§ Work to be completed
Begin with the line that holds "the aircraft landing" and repeat each line after it exactly, ending with the last line of the listing.

§ Exercise input
|---|

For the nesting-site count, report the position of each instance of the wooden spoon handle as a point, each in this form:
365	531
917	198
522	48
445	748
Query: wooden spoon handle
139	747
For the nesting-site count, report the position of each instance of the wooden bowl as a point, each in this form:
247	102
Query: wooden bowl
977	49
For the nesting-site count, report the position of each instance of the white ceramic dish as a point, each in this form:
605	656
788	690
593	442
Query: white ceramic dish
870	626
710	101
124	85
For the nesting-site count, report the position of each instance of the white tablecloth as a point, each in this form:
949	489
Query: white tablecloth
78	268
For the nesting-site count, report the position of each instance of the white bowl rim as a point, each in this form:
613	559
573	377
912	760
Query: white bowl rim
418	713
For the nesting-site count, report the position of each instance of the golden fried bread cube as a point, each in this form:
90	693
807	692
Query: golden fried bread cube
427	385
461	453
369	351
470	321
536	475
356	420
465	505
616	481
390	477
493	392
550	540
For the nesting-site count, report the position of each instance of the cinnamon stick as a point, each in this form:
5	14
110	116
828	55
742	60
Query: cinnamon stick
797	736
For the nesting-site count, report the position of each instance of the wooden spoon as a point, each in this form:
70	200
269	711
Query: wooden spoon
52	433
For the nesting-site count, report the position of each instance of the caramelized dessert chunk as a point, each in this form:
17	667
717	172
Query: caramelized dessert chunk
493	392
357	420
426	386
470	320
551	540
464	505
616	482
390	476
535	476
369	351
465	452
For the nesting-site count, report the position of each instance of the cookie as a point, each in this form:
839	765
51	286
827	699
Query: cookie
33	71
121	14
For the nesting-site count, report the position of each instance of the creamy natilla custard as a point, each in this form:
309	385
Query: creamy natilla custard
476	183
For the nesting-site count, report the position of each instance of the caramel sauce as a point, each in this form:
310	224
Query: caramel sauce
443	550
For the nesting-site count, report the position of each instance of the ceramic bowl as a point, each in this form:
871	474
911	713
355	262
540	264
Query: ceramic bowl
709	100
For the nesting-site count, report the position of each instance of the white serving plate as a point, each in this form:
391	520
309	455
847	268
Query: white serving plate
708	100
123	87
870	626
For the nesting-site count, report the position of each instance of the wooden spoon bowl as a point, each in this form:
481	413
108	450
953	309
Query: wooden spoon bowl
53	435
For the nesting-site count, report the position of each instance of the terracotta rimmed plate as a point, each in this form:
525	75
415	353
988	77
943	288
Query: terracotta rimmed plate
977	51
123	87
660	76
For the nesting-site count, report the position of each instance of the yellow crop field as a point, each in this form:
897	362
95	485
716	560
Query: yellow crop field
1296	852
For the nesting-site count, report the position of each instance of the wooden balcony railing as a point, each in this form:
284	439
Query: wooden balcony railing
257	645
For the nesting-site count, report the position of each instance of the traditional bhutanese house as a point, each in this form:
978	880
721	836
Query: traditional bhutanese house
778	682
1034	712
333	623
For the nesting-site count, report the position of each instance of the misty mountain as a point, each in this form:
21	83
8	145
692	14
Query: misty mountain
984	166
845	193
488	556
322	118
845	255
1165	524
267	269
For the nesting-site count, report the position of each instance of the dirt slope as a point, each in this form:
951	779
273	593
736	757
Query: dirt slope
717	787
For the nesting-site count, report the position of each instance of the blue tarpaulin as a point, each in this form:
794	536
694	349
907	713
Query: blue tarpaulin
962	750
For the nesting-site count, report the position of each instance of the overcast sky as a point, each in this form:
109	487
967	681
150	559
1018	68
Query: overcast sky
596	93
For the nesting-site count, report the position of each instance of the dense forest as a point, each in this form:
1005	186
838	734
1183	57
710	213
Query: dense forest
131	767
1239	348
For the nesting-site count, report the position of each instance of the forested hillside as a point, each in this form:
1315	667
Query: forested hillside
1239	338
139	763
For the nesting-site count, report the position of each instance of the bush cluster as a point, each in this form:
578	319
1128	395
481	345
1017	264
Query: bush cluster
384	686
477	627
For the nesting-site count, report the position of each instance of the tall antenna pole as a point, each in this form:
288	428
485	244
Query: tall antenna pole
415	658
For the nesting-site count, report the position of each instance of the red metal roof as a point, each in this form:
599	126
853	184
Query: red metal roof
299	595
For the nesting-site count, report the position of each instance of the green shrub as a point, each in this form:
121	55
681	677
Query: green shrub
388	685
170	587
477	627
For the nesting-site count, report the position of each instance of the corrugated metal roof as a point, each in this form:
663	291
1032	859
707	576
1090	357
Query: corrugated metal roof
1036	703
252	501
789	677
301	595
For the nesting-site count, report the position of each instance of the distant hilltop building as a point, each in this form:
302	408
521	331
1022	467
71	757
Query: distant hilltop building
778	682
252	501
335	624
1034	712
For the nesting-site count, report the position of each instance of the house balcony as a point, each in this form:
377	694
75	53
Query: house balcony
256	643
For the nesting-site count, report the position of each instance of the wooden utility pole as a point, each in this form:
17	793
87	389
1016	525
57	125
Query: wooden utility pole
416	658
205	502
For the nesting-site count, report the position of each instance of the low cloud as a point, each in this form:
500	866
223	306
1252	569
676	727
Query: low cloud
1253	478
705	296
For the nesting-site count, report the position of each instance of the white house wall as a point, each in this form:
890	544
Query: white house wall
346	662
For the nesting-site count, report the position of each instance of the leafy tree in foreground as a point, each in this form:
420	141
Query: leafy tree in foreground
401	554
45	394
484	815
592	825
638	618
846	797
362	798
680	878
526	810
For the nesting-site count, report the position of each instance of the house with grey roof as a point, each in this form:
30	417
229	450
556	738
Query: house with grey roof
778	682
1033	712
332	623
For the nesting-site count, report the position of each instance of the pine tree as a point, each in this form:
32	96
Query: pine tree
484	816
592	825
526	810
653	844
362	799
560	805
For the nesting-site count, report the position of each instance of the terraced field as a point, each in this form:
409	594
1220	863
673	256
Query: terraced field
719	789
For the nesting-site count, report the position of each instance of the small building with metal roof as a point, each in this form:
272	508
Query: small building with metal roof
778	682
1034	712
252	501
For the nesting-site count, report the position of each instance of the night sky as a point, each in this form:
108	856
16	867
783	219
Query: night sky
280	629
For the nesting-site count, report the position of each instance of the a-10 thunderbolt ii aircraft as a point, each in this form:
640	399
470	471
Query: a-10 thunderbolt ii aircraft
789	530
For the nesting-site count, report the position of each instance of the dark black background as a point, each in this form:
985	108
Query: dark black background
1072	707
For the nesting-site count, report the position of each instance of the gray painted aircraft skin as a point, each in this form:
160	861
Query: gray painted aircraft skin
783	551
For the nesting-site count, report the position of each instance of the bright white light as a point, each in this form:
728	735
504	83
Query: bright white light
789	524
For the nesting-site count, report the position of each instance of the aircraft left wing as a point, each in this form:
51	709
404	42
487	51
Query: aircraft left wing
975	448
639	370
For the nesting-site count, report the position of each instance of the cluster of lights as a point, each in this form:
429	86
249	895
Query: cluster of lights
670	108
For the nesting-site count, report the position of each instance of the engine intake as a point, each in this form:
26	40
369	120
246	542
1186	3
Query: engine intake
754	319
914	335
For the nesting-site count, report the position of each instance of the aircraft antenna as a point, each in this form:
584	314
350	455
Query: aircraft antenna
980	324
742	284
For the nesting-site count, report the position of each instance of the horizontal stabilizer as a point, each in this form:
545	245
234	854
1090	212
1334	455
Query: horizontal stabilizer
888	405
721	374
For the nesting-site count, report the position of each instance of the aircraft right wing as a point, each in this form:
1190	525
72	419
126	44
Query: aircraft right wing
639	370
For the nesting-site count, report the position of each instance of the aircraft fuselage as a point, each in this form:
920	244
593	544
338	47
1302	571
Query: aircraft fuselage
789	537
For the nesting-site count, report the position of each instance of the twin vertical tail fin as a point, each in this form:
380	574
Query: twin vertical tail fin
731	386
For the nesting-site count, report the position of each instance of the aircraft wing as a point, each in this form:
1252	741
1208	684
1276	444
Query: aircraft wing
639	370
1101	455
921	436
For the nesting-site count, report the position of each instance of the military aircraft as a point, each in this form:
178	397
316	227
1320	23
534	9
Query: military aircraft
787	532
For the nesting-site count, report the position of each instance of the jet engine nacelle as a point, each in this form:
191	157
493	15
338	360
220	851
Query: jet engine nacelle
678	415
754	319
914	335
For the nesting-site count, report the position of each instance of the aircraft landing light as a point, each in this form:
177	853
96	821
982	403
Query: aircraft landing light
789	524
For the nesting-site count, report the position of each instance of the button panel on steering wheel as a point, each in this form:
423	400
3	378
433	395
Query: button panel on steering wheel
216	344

|---|

§ Answer for the task
For the nesting-site count, report the position of each instance of the aircraft landing light as a point, each in this form:
177	853
96	821
982	403
Query: aircraft landing light
789	524
For the nesting-site count, report the position of each instance of the button panel on steering wheel as a point, each in this form:
423	400
3	378
433	395
Query: button panel on steering wheel
216	344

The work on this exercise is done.